__Objective__
Return every one of the entries below word for word, line by line, changing and adding nothing.
----
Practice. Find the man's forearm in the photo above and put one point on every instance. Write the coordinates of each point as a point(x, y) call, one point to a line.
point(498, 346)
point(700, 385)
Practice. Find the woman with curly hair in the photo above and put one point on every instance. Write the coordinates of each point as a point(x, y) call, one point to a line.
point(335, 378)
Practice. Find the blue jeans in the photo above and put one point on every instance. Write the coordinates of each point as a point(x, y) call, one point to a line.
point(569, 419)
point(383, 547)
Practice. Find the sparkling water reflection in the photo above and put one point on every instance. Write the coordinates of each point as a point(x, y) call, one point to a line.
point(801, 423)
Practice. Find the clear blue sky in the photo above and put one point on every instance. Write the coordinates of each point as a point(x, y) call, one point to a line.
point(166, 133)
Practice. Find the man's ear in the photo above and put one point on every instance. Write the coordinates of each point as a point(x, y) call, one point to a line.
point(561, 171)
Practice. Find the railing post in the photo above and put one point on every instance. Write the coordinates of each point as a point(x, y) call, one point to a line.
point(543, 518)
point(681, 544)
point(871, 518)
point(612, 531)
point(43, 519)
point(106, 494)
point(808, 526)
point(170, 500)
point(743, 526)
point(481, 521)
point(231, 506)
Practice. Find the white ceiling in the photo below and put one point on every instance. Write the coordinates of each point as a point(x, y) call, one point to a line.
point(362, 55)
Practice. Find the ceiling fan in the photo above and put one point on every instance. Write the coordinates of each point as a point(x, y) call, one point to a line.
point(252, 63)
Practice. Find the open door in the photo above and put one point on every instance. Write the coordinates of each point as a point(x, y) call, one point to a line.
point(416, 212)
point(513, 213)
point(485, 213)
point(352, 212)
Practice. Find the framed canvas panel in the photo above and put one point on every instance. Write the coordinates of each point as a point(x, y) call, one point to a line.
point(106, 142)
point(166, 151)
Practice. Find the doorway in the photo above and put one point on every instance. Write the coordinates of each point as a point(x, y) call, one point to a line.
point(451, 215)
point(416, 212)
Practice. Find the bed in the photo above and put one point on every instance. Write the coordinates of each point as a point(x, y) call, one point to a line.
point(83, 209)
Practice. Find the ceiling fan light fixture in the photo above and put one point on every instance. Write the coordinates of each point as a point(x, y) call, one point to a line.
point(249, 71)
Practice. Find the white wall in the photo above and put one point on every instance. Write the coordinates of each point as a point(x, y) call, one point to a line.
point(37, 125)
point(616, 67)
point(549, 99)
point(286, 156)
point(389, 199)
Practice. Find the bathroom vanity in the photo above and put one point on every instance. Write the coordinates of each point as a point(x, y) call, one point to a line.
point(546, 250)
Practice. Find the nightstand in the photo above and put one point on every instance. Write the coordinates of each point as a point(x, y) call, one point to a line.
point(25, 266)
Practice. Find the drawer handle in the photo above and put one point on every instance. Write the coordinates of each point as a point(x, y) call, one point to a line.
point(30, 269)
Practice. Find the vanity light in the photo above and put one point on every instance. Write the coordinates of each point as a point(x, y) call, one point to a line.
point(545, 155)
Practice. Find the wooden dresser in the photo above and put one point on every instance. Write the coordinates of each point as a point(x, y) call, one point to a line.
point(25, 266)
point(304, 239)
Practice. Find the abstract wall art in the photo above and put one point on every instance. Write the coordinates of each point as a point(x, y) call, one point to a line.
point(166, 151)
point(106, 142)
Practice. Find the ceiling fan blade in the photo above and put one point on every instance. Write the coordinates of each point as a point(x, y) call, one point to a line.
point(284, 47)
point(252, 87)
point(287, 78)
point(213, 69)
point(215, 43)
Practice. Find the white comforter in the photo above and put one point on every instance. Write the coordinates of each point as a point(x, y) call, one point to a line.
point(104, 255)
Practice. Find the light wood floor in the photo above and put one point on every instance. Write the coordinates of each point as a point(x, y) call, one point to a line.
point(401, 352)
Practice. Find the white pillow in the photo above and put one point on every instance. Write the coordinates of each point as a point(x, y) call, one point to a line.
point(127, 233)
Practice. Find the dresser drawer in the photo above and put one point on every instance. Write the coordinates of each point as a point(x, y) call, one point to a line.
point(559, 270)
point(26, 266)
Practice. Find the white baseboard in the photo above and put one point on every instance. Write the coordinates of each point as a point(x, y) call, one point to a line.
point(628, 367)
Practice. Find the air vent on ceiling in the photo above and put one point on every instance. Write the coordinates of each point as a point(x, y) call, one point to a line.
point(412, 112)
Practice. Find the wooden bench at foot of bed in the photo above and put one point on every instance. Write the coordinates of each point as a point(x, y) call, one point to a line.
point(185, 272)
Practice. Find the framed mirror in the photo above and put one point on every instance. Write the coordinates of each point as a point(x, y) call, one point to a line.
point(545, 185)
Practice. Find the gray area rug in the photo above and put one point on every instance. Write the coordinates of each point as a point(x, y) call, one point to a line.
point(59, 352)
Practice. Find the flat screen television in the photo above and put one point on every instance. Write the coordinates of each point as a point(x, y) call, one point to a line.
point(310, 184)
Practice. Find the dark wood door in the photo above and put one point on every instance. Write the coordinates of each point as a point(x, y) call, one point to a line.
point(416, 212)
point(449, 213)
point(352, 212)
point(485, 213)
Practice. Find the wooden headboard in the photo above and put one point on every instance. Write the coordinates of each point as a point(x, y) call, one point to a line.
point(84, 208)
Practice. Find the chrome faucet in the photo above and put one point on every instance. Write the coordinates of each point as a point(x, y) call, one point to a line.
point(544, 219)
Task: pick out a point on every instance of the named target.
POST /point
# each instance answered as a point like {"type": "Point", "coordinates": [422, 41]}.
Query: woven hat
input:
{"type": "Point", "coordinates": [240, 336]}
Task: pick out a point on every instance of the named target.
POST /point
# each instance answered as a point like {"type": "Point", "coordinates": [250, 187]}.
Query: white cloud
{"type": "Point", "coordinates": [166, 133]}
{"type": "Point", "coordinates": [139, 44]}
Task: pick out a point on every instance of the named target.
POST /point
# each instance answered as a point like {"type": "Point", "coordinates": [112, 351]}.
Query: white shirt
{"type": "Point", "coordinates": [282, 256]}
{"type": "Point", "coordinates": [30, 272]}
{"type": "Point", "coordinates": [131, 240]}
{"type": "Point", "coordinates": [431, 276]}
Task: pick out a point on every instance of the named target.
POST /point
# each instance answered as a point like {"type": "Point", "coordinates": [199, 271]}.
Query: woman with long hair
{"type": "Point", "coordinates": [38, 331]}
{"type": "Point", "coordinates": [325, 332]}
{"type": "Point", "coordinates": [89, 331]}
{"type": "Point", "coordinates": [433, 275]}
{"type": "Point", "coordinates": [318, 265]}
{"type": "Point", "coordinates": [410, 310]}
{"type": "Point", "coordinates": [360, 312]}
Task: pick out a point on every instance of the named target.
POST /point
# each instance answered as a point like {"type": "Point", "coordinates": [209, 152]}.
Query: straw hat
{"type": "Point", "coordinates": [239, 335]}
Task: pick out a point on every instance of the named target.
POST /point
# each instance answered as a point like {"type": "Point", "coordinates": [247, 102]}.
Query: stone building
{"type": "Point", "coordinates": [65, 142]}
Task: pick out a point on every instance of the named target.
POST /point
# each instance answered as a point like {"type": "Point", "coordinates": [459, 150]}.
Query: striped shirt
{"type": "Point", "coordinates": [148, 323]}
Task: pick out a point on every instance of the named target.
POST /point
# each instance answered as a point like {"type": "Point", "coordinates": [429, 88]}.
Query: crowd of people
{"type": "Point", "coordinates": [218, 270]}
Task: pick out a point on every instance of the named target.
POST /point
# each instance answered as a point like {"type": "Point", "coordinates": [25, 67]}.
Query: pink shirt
----
__Task response__
Practice. Find the man's forearm in the photo above and put one point on every instance. Write the coordinates of each point as a point(x, y) call, one point to a line.
point(498, 346)
point(700, 385)
Practice. Find the woman with curly hair in the photo above and put one point on every instance. Write the coordinates of each point as a point(x, y) call, one point to a line.
point(335, 378)
Practice. Find the blue jeans in the photo above and put one point on every instance. Write the coordinates of each point as a point(x, y) call, one point to a line.
point(569, 419)
point(383, 547)
Practice. Find the sparkling water reflection in the photo above and put one point on every instance. Write the coordinates of each point as a point(x, y) call, one point to a line.
point(801, 423)
Practice. Find the clear blue sky in the photo above and put one point on every instance. Write the coordinates of each point as a point(x, y) call, one point to a line.
point(166, 133)
Practice. Find the man's ear in the photo above and put one point on every instance. Write the coordinates of each point as a point(x, y) call, one point to a line.
point(561, 171)
Practice. Find the railing post in the photo above and put one point on every instance. Write the coordinates of each point as a point(x, y) call, one point to a line.
point(543, 518)
point(681, 544)
point(871, 518)
point(612, 531)
point(43, 519)
point(106, 494)
point(808, 526)
point(170, 500)
point(743, 526)
point(481, 521)
point(231, 506)
Practice. Find the white ceiling in the photo below and put one point on every instance. Write the coordinates of each point as a point(x, y) call, one point to a line.
point(362, 55)
Practice. Find the ceiling fan in the photo above and put one point on every instance. Write the coordinates of each point as a point(x, y) call, one point to a line.
point(252, 63)
Practice. Find the open door in the photo above and put one point on every instance. Write the coordinates of each point as a point(x, y) call, one point to a line.
point(416, 212)
point(513, 213)
point(485, 213)
point(352, 212)
Practice. Find the framed canvas panel in the photo above and put one point on every instance. Write the coordinates of each point as a point(x, y) call, one point to a line.
point(106, 142)
point(166, 151)
Practice. Find the doorway in the photo above and put one point on every instance. Write the coordinates of each point as a point(x, y) call, one point to a line.
point(451, 215)
point(416, 212)
Practice. Find the bed in the photo above and put one point on every instance. Write the coordinates of each point as a point(x, y) call, one point to a line.
point(83, 209)
Practice. Find the ceiling fan light fixture in the photo above and put one point on every instance. Write the coordinates of each point as a point(x, y) call, one point to a line.
point(249, 71)
Practice. Find the white wall in the photo above and put one point on every instance. Write the coordinates of each point as a point(x, y) call, one point to a line.
point(37, 125)
point(616, 67)
point(549, 99)
point(286, 156)
point(389, 199)
Practice. Find the bathroom vanity in the photo above and put one point on every instance. Write the coordinates of each point as a point(x, y) call, one point to a line.
point(546, 250)
Practice. Find the nightstand in the photo above and put one point on every instance. Write the coordinates of each point as a point(x, y) call, one point to a line.
point(25, 266)
Practice. Find the drawer handle in the photo above and put one point on every instance. Write the coordinates of each point as a point(x, y) call, one point to a line.
point(30, 269)
Practice. Find the vanity light in the photo above and put one point on every instance. Write the coordinates of each point as a point(x, y) call, one point to a line.
point(545, 155)
Practice. Find the wooden dresser in the photo above and put one point on every instance. Write the coordinates of each point as a point(x, y) call, one point to a line.
point(25, 266)
point(304, 239)
Practice. Find the abstract wall art in the photo above and put one point on every instance. Write the coordinates of each point as a point(x, y) call, one point to a line.
point(166, 151)
point(106, 142)
Practice. Find the ceiling fan blade in the photo above and put one point on every instance. Write the coordinates of each point as a point(x, y) call, one point to a line.
point(284, 47)
point(252, 87)
point(287, 78)
point(213, 69)
point(215, 43)
Practice. Find the white comforter in the photo above and put one point on every instance. Write the coordinates of each point as a point(x, y) call, one point to a line.
point(104, 255)
Practice. Find the light wood floor in the photo above and put one point on every instance. Write the coordinates of each point as a point(x, y) call, one point to a line.
point(401, 352)
Practice. Find the white pillow in the photo above and put one point on every instance. Write the coordinates of each point as a point(x, y) call, one point to a line.
point(127, 233)
Practice. Find the dresser drawer in the photo above and put one point on every instance. Write the coordinates of each point as a point(x, y) call, one point to a line.
point(559, 270)
point(26, 266)
Practice. Find the white baseboard in the photo above and put one point on every instance. Write the coordinates of each point as a point(x, y) call, one point to a line.
point(628, 367)
Practice. Find the air vent on ceiling in the photo above and put one point on every instance. Write the coordinates of each point as a point(x, y) call, one point to a line.
point(412, 112)
Practice. Find the wooden bench at foot of bed in the photo above and put one point on every instance. Write the coordinates of each point as a point(x, y) call, one point to a line.
point(185, 272)
Practice. Find the framed mirror in the photo above and put one point on every instance. Write the coordinates of each point as a point(x, y) call, one point to a line.
point(545, 185)
Practice. Find the gray area rug in the photo above and put one point on every instance. Write the coordinates of each point as a point(x, y) call, one point to a line.
point(59, 352)
Practice. Find the flat screen television in the photo above and put one point on every instance. Write the coordinates of each point as a point(x, y) call, one point to a line.
point(310, 184)
Practice. Find the dark wood door in the photo above and put one point on every instance. Write the coordinates of each point as a point(x, y) call, one point to a line.
point(416, 212)
point(449, 213)
point(352, 212)
point(485, 213)
Practice. Find the wooden headboard in the photo above and put one point on every instance. Write the coordinates of each point as a point(x, y) call, one point to a line.
point(84, 208)
Practice. Find the chrome faucet in the photo above and put one point on every instance. Write the coordinates of each point as a point(x, y) call, one point to a line.
point(544, 219)
Task: pick out a point on every instance of the named target.
POST /point
# each instance answered as a point like {"type": "Point", "coordinates": [422, 41]}.
Query: woven hat
input:
{"type": "Point", "coordinates": [240, 336]}
Task: pick out a point on every instance of the named target.
POST /point
# each instance answered as a point like {"type": "Point", "coordinates": [250, 187]}.
Query: white cloud
{"type": "Point", "coordinates": [166, 133]}
{"type": "Point", "coordinates": [139, 44]}
Task: pick out a point on every instance of the named target.
POST /point
# each instance answered as a point like {"type": "Point", "coordinates": [112, 351]}.
Query: white shirt
{"type": "Point", "coordinates": [282, 256]}
{"type": "Point", "coordinates": [30, 272]}
{"type": "Point", "coordinates": [131, 240]}
{"type": "Point", "coordinates": [431, 276]}
Task: pick out a point on every instance of the named target.
POST /point
# each instance answered as a point like {"type": "Point", "coordinates": [199, 271]}.
Query: woman with long hair
{"type": "Point", "coordinates": [38, 331]}
{"type": "Point", "coordinates": [325, 332]}
{"type": "Point", "coordinates": [89, 331]}
{"type": "Point", "coordinates": [433, 275]}
{"type": "Point", "coordinates": [318, 265]}
{"type": "Point", "coordinates": [410, 310]}
{"type": "Point", "coordinates": [360, 312]}
Task: pick out a point on every instance of the named target.
POST /point
# each instance answered as a point like {"type": "Point", "coordinates": [209, 152]}.
Query: straw hat
{"type": "Point", "coordinates": [239, 335]}
Task: pick out a point on every instance of the named target.
POST /point
# each instance answered as a point like {"type": "Point", "coordinates": [247, 102]}.
Query: stone building
{"type": "Point", "coordinates": [65, 142]}
Task: pick out a point on every instance of the named target.
POST /point
# each instance answered as a point like {"type": "Point", "coordinates": [459, 150]}.
Query: striped shirt
{"type": "Point", "coordinates": [148, 323]}
Task: pick out a point on every instance of the named target.
POST /point
# each instance answered as a point like {"type": "Point", "coordinates": [429, 88]}.
Query: crowd of people
{"type": "Point", "coordinates": [218, 270]}
Task: pick out a point on every instance of the named target.
POST /point
# each instance answered as a point like {"type": "Point", "coordinates": [25, 67]}.
Query: pink shirt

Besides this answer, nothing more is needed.